begin GIVEN TEXT
# WIFI for a Campground



## mikellmikell (Nov 9, 2005)

We lust bought a campground with 150 sites and I would like to get WIFI for it. What Whats it take to have my own service for the grounds.

Thanks
mikell


----------



## Gary in ohio (May 11, 2002)

First think you should consider is checking with your insurance agent. What liabilities will that open you up to. Then find a ISP that can serve you, Your going to need to get a "business" lines so no $25/month plan for you. Next you need to decide are you going to charge for the wifi or offer it free? Will this be a key feature of the campground or add on feature? Will you be doing encryption or no encryption? If your doing encryption then how will you manage handing outkeys? If no encryption do you mind anyone around the camp ground using your wifi? How large is your camp ground? More than likley your going to need more than 1 antenna system for reliable coverage for 150 campers.

For a commercial installation of wifi, the easiest way is to buy one of the "Hotspots in a box" systems. This will give the hardware and software to manage a site. Google hotspot in a box for vendors.


----------



## mikellmikell (Nov 9, 2005)

It'll be free and encrypted with a new password every month will need asap because I have 100 sites reserved till the first of the year


----------



## lharvey (Jul 1, 2003)

Something else to consider.

Will you be offering WiFi to the entire site or just like at the lodge, store etc.

You will want to have a site survey done to see how many access points you will need, what channels are not in conflict with other WiFi in the area, etc.

I've installed several "hot spots in a box" systems as Gary eluded to. They work very well for controlling access and they can be configured for free access like @ Panera Bread or with a promo code, Credit Card or any number of different ways.

Remember that WiFi has limited range. Making this service available also will require you to provide tech support for those who may need it. Which means someone in your office or a third party will have to be familiar with how networks work, how to trouble shoot on a level more than just basic knowledge.

DD-WRT is the systems that I've worked with on LinkSys, Bigger Ciscos, and one Netgear.

Hope this all helps

Lee


----------



## mikellmikell (Nov 9, 2005)

Thanks for the help. I have a large building in the middle of the campground so an antenna probably in 3 places on it but one area will be about 500 feet away. Just looking for any and all help. 

Thanks Again

mikell


----------



## Gary in ohio (May 11, 2002)

The hardware you pick will determine the range of the wifi, but I wouldn't look at over 100ft radius per box and that may decrease with tree cover. This is more than going to best buy and buying a consumer grade box and plopping it at the pop stand. Your looking at some $$$ to make a functional, usable and manageable system. Your basically building a wireless ISP. As Lee said, get a site survey done for coverage. How much property are we talking about 150 lots could cover a pretty good size piece of land.


----------



## mikellmikell (Nov 9, 2005)

40 acres all wooded I understand there's a system that can be mounted on the electrical boxes.


----------



## backwoodsman7 (Mar 22, 2007)
end GIVEN TEXT
INSTRUCTION A: Repeat the part of the campground WiFi thread from "Something else to" up to and including "and one Netgear." word for word.
INSTRUCTION B: Reproduce every line of the listing below without any change.
begin DATA ENTRIES
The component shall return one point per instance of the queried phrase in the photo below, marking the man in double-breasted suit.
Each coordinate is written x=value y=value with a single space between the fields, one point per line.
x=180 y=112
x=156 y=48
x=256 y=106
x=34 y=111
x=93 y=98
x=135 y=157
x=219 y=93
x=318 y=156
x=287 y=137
end DATA ENTRIES
WRITTEN REPLY A:
Something else to consider.

Will you be offering WiFi to the entire site or just like at the lodge, store etc.

You will want to have a site survey done to see how many access points you will need, what channels are not in conflict with other WiFi in the area, etc.

I've installed several "hot spots in a box" systems as Gary eluded to. They work very well for controlling access and they can be configured for free access like @ Panera Bread or with a promo code, Credit Card or any number of different ways.

Remember that WiFi has limited range. Making this service available also will require you to provide tech support for those who may need it. Which means someone in your office or a third party will have to be familiar with how networks work, how to trouble shoot on a level more than just basic knowledge.

DD-WRT is the systems that I've worked with on LinkSys, Bigger Ciscos, and one Netgear.

WRITTEN REPLY B:
The component shall return one point per instance of the queried phrase in the photo below, marking the man in double-breasted suit.
Each coordinate is written x=value y=value with a single space between the fields, one point per line.
x=180 y=112
x=156 y=48
x=256 y=106
x=34 y=111
x=93 y=98
x=135 y=157
x=219 y=93
x=318 y=156
x=287 y=137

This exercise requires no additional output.